> _Source text_
=======

The book suggests that for infinite fields of integers, there is a way to deal with the case of enormous value arising in the polynomial evaluations. Is there a way for infinite fields of reals as well (if reals are used)?
Same question as Amit's.
{Scott}: I'm not sure, but I don't believe so. If we have reals, then it's possible to need infinite precision (which we, of course, don't have). This is one reason we're confining things over finite fields in general.

Nathan

How large do the fingerprints need to be compared to the superset in question? I assume this can be controlled by how much error we want to allow in the procedure, and is somewhat dependent on the problem at hand?
{Scott}: If we ignore that pesky bit about it requiring an infinite number of random bits, we can even sample r from the set of all reals, to get probability of 0 for a bad event. In general the probability of error is \frac{d}{|S|}.

Jagadeesh J

On page 165, the book says the polynomial is easy to evaluate as the determinant of M at a specific point can be computed in polynomial time. It appears to me that, this determinant itself takes O(n!) as it requires summing over n! operands (each of size n again). Am I missing something ?
{Scott}: To find the determinant of a matrix in O(n3) time, we just do Gauss elimination to obtain an upper triangular matrix, and then multiply the diagonal entries. Gauss elimination takes O(n) time.
(page 164, same as Amit's question) Can't we evaluate the polynomial at 2n+1 points in O(nlogn) by selecting the points to be the 2n + 1 roots of unity ?

=======

> _Data shown_

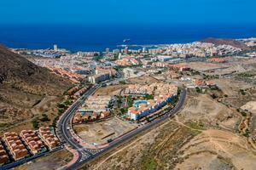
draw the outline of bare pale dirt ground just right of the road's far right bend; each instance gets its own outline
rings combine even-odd
[[[235,129],[241,115],[236,110],[213,100],[208,94],[190,95],[180,114],[183,122],[203,122],[207,126]]]

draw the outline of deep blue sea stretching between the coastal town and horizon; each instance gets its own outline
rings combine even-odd
[[[193,42],[207,37],[256,37],[256,25],[56,25],[0,26],[0,43],[9,48],[60,48],[103,51],[124,44]]]

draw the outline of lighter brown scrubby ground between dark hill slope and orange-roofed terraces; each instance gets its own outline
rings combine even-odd
[[[42,113],[48,115],[50,122],[42,122],[41,126],[51,124],[57,115],[56,104],[62,101],[61,97],[56,96],[45,96],[41,98],[38,98],[38,96],[24,98],[23,96],[22,98],[21,95],[16,94],[15,98],[21,101],[19,105],[24,108],[17,111],[8,111],[9,114],[0,114],[0,134],[7,131],[19,133],[20,129],[32,129],[32,120]]]

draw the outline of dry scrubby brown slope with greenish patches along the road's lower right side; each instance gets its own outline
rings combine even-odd
[[[197,133],[169,120],[84,169],[172,169],[181,161],[176,154],[179,148]]]

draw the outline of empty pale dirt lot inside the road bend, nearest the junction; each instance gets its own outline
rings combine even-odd
[[[135,127],[135,125],[131,125],[129,122],[123,122],[118,118],[113,117],[103,122],[75,125],[73,129],[89,144],[104,144],[108,139],[115,139]],[[103,139],[109,134],[112,135]]]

=======

> _List of tasks_
a. In the thread, how does Scott say the determinant of a matrix can be found?
b. Return the passage of the thread from "Jagadeesh J" to "I missing something ?", copied word for word.
The records play no part in these tasks.

> _Results for each task_
a. Use Gauss elimination to obtain an upper triangular matrix, and then multiply the diagonal entries.

b.
Jagadeesh J

On page 165, the book says the polynomial is easy to evaluate as the determinant of M at a specific point can be computed in polynomial time. It appears to me that, this determinant itself takes O(n!) as it requires summing over n! operands (each of size n again). Am I missing something ?